**Supplied information**

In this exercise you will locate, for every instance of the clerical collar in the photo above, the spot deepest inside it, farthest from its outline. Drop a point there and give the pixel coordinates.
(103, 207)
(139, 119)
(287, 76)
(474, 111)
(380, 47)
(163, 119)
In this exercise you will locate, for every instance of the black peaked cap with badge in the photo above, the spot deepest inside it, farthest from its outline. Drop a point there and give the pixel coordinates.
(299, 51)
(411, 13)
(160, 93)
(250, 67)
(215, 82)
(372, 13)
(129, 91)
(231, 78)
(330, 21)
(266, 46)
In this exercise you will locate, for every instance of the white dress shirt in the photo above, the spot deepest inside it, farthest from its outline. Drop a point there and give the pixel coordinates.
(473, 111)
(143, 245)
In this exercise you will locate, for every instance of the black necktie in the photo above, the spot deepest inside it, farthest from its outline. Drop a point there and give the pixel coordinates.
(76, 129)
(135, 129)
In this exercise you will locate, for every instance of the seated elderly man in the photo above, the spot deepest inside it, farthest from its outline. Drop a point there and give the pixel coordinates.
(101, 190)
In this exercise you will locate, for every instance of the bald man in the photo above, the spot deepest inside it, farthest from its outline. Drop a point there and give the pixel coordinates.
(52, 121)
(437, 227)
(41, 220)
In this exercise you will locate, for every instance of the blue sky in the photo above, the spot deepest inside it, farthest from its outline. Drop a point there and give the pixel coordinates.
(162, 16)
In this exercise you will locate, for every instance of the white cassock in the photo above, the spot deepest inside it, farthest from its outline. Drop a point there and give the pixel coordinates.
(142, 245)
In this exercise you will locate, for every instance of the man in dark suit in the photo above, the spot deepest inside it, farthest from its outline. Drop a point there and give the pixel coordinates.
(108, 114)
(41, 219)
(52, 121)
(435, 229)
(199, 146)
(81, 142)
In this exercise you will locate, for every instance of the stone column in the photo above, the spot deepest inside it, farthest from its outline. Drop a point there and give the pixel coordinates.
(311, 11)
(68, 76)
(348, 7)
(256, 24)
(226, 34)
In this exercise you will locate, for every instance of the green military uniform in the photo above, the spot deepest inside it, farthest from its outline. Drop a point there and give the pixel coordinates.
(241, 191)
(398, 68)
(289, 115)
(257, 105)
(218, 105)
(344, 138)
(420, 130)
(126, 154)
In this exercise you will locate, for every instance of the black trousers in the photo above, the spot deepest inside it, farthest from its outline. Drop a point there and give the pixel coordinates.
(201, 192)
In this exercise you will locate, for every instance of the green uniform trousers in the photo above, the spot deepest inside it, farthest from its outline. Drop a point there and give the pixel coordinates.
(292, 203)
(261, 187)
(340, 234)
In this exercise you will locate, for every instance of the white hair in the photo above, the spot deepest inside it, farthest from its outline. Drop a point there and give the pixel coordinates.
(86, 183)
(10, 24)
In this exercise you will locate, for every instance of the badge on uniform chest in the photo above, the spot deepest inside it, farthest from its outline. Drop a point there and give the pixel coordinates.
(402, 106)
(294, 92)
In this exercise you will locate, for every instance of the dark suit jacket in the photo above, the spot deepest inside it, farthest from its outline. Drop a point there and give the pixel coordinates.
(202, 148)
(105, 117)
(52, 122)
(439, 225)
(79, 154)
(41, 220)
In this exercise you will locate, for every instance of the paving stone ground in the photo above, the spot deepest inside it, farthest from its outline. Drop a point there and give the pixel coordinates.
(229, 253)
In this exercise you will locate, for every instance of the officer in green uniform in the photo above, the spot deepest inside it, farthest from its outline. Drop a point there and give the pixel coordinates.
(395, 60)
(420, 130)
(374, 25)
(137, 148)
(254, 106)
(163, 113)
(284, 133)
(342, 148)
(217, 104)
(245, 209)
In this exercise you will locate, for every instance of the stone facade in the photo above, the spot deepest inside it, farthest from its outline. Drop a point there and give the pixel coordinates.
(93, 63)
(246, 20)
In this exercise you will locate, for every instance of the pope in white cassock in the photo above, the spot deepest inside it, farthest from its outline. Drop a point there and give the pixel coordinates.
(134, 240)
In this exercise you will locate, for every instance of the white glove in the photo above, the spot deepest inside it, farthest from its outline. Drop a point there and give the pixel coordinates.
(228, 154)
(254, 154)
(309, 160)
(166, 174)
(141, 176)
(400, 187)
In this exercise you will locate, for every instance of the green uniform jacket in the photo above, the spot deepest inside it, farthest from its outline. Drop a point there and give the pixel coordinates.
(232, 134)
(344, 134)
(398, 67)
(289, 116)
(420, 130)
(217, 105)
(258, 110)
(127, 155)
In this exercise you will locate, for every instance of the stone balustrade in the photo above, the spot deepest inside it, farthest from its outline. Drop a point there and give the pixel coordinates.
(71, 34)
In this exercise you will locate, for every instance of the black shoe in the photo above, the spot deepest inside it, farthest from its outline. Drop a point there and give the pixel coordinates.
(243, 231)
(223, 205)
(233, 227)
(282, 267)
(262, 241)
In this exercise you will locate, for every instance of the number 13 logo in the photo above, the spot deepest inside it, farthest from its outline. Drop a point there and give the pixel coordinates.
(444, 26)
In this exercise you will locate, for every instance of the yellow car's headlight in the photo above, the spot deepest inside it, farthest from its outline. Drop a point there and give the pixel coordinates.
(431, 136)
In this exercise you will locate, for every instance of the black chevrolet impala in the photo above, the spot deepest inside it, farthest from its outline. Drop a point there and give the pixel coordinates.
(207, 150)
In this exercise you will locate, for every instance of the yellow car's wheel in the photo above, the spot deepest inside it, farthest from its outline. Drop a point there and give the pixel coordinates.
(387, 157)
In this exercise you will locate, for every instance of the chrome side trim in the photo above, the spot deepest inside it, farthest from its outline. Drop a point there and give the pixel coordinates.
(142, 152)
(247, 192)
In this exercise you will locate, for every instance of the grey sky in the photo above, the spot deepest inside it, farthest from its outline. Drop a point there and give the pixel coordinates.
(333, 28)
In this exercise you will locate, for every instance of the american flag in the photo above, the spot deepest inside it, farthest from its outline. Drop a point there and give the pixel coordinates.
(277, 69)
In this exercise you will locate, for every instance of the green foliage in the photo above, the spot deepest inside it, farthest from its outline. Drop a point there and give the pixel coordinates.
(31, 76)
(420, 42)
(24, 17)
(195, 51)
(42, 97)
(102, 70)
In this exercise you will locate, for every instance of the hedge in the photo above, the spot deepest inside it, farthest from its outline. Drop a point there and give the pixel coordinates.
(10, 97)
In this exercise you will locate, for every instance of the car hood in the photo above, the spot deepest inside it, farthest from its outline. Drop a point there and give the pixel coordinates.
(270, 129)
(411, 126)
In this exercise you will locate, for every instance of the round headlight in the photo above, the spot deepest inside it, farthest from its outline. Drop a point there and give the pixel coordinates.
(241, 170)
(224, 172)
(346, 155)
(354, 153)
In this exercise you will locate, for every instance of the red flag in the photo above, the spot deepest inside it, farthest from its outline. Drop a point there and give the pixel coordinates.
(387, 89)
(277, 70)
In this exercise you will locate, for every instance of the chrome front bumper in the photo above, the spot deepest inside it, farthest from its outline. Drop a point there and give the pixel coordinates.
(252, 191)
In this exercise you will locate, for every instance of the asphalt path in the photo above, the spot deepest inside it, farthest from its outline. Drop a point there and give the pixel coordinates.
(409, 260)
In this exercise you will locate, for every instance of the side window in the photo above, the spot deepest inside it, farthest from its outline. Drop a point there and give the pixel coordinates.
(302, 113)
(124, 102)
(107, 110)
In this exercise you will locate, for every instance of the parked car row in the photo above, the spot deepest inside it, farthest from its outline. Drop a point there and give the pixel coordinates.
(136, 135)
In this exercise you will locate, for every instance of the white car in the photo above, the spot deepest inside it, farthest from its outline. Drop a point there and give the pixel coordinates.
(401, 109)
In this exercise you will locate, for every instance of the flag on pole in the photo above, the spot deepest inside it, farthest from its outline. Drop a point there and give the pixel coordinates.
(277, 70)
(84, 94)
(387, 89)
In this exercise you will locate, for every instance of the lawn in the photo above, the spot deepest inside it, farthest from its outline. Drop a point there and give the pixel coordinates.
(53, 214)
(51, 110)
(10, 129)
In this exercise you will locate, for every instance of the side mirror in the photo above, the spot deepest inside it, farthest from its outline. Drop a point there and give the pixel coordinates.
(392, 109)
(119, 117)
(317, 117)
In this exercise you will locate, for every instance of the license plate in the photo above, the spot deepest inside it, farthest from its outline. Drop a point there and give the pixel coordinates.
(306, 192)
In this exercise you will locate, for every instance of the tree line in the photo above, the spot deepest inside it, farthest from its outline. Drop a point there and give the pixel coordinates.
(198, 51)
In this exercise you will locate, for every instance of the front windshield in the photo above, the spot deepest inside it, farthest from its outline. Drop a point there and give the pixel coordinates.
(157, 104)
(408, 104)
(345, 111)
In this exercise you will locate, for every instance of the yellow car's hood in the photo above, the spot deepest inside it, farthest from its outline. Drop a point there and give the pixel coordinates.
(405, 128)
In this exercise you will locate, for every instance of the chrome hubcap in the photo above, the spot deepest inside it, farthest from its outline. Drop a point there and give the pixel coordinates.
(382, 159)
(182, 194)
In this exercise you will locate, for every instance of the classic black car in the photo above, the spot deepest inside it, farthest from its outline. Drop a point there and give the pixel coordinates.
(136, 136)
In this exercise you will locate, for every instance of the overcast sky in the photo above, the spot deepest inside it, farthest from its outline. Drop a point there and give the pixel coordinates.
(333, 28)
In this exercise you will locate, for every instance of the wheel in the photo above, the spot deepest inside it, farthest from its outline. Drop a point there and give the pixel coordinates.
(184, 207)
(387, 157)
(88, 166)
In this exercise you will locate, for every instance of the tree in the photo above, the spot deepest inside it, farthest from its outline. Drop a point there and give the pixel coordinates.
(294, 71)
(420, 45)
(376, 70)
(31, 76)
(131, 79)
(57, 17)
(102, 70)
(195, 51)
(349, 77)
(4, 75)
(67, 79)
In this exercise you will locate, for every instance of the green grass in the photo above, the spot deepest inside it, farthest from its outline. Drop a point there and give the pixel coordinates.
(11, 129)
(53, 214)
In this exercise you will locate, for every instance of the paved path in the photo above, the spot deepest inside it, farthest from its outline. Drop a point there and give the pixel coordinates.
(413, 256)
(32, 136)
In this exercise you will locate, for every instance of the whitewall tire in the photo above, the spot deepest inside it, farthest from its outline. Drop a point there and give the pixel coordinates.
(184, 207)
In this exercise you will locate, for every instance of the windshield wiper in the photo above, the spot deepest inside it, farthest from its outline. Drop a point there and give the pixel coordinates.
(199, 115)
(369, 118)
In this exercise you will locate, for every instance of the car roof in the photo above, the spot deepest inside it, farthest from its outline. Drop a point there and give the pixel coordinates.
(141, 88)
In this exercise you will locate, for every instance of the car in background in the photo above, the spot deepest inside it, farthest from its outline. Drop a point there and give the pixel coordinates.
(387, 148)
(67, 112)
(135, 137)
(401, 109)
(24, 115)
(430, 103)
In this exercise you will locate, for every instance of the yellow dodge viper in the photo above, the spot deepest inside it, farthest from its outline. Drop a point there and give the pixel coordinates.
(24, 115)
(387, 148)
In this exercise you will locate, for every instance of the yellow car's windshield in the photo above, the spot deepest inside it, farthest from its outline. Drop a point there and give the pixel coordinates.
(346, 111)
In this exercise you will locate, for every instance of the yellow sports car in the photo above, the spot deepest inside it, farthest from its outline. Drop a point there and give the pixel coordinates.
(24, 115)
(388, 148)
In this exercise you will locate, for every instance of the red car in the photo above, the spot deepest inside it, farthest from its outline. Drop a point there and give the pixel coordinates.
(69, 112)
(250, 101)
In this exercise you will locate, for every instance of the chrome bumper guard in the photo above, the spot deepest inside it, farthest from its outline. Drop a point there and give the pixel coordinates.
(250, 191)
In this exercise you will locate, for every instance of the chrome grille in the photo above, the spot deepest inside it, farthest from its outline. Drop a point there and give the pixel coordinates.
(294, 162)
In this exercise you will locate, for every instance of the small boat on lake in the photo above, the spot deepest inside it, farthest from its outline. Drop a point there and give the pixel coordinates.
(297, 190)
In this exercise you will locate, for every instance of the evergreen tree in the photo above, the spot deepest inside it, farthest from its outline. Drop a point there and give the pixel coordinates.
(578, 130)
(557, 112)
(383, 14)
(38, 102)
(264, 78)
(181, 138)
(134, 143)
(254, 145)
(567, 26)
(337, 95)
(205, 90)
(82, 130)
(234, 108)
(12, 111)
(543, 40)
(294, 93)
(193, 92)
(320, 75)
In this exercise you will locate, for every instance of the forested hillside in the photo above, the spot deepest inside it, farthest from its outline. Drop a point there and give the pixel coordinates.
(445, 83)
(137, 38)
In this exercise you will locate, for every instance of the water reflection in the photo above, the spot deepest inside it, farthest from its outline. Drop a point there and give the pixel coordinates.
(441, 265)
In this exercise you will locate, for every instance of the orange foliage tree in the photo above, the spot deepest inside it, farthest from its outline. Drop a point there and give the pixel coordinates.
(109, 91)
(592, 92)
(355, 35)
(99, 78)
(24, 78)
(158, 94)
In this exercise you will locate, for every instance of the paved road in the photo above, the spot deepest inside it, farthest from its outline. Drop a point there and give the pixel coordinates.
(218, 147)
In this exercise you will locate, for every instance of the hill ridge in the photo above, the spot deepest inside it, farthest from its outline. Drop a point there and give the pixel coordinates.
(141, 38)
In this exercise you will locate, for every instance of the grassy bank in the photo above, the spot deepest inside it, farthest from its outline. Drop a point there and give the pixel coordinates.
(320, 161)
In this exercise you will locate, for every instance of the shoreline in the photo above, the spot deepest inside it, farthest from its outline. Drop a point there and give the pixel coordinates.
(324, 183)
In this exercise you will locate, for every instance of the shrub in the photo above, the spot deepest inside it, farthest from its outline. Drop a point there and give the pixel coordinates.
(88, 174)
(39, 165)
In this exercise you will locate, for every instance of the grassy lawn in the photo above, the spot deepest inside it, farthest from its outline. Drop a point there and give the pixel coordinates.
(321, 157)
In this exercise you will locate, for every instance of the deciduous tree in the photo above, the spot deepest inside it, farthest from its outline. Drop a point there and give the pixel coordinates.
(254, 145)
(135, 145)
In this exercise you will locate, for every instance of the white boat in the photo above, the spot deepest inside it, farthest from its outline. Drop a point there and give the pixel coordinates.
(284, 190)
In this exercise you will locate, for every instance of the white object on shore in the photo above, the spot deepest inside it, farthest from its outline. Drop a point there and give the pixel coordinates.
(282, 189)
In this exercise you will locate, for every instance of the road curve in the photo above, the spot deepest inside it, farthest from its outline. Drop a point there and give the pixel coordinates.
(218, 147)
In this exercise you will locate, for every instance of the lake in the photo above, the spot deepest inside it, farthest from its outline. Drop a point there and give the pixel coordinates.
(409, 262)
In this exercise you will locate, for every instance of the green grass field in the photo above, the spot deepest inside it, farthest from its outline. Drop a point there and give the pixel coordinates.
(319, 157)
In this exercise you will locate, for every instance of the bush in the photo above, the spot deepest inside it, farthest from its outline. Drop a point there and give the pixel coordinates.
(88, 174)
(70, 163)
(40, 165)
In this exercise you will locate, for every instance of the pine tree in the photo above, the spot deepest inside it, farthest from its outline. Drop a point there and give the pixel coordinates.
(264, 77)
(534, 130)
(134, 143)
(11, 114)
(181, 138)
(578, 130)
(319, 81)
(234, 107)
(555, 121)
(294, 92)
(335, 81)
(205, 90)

**Problem to work on**
Starting at the line with "green grass field", restate every line word for word through the end of the listing above.

**Response area**
In this exercise you will locate, for every instance of the green grass field in the photo above, the spot deepest inside it, farthest from its outline. Drop a point there and give the pixel coordinates.
(319, 157)
In this exercise you will locate, for every instance of the bush in the photo above, the spot deepest inside it, farthest from its outline. Drop a point there and give the pixel coordinates.
(88, 174)
(70, 163)
(40, 165)
In this exercise you will locate, for every instance of the pine tree in the photo above, the spot deepest inside it, farthest from its outline. Drop a point there and give the pixel coordinates.
(264, 77)
(534, 130)
(134, 143)
(11, 114)
(181, 138)
(578, 130)
(319, 81)
(234, 107)
(555, 121)
(294, 92)
(335, 81)
(205, 90)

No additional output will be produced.